Input Start Marker

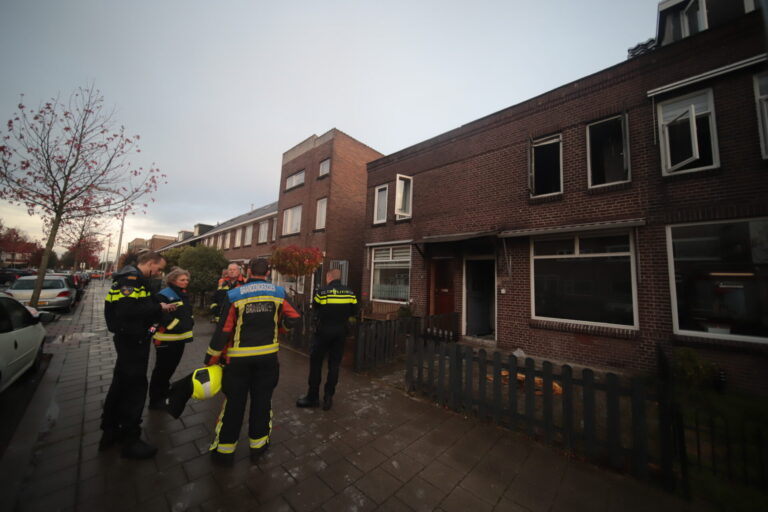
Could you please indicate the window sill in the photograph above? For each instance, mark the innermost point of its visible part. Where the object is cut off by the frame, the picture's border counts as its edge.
(612, 187)
(549, 198)
(594, 330)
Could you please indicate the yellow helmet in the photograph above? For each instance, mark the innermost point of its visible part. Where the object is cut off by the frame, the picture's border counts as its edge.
(206, 382)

Input End Marker

▸ Assigned task:
The entries are to be restated word for word, and no picture should appear in the copy.

▸ Task answer:
Could you please indicate the window sill in the photograph above? For each instance, mark the innermost point of its visible part. Where the object is cut off by the frame, the picture's border counts as its edge.
(612, 187)
(549, 198)
(594, 330)
Could you please indicate the yellow helmet in the photograph above? For each instance, mark the innermost point of its visible part. Where the object is cut off by the frame, the picture's border counts as its edge.
(206, 382)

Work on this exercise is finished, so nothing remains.